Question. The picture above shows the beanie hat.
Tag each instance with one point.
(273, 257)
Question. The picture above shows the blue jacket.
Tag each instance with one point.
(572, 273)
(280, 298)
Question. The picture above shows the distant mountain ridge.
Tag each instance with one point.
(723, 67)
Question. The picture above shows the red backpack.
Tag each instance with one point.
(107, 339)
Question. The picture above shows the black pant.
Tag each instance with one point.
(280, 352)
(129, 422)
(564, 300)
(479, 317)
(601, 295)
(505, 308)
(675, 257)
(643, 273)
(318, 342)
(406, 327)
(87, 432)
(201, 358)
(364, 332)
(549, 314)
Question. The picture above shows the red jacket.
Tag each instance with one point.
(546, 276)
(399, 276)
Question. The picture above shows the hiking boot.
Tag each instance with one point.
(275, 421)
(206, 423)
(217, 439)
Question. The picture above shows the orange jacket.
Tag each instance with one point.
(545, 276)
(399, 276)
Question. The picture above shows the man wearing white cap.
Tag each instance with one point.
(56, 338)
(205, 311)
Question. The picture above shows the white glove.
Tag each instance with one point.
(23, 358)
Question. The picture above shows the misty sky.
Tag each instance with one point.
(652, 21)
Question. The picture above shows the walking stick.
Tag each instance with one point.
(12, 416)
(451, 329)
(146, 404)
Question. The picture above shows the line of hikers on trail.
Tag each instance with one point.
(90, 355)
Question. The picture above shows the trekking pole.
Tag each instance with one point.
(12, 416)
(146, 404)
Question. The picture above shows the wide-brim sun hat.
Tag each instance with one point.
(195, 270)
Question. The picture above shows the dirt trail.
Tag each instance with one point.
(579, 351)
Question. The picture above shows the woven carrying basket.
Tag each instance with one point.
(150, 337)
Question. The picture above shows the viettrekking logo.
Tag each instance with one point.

^^^^^^^^

What the task requires: For this exercise, retype each entry from above exactly as it stands.

Answer to this exercise:
Question. The picture above shows the beanie hat.
Tag each instance with one point.
(273, 257)
Question. The picture above shows the blue jacket.
Tag each instance with one point.
(572, 273)
(280, 298)
Question. The picture above shows the distant mountain ridge.
Tag each instance with one point.
(723, 67)
Question. The picture above shows the red backpack.
Tag each instance with one point.
(107, 339)
Question. The picture above shows the black pant.
Tag each instance with one point.
(280, 352)
(129, 422)
(564, 300)
(479, 317)
(601, 295)
(505, 308)
(675, 257)
(643, 273)
(318, 342)
(406, 327)
(87, 432)
(201, 358)
(364, 332)
(549, 314)
Question. The picture above shows the red jacket.
Tag each instance with one point.
(546, 276)
(399, 276)
Question. The picture above shows the hiking boot.
Tag each instance with one point.
(275, 421)
(206, 423)
(217, 439)
Question. The picture above shows the orange jacket.
Tag each instance with one point.
(545, 276)
(399, 276)
Question. The picture above shows the man wearing white cap.
Tag each instance with one point.
(56, 338)
(205, 311)
Question. The picture above shows the white glove.
Tag each instance with one point.
(23, 358)
Question. The picture above shows the misty sky.
Tag each instance with one point.
(652, 21)
Question. The picture above shows the walking stick.
Tag each instance with one point.
(12, 416)
(451, 329)
(146, 404)
Question. The picture above shows the line of hikers on trail.
Tag each instance with one point.
(90, 355)
Question. The picture above shows the trekking pole.
Tag each instance with one point.
(12, 416)
(146, 404)
Question. The picture above shows the wide-brim sun hat.
Tag each instance with one point.
(195, 270)
Question. The picture above shows the dirt trail.
Tag each instance with one point.
(579, 351)
Question. The picture above shows the woven carrying basket.
Tag each instance with one point.
(150, 337)
Question. The picture above shows the viettrekking logo.
Tag each instance with one point.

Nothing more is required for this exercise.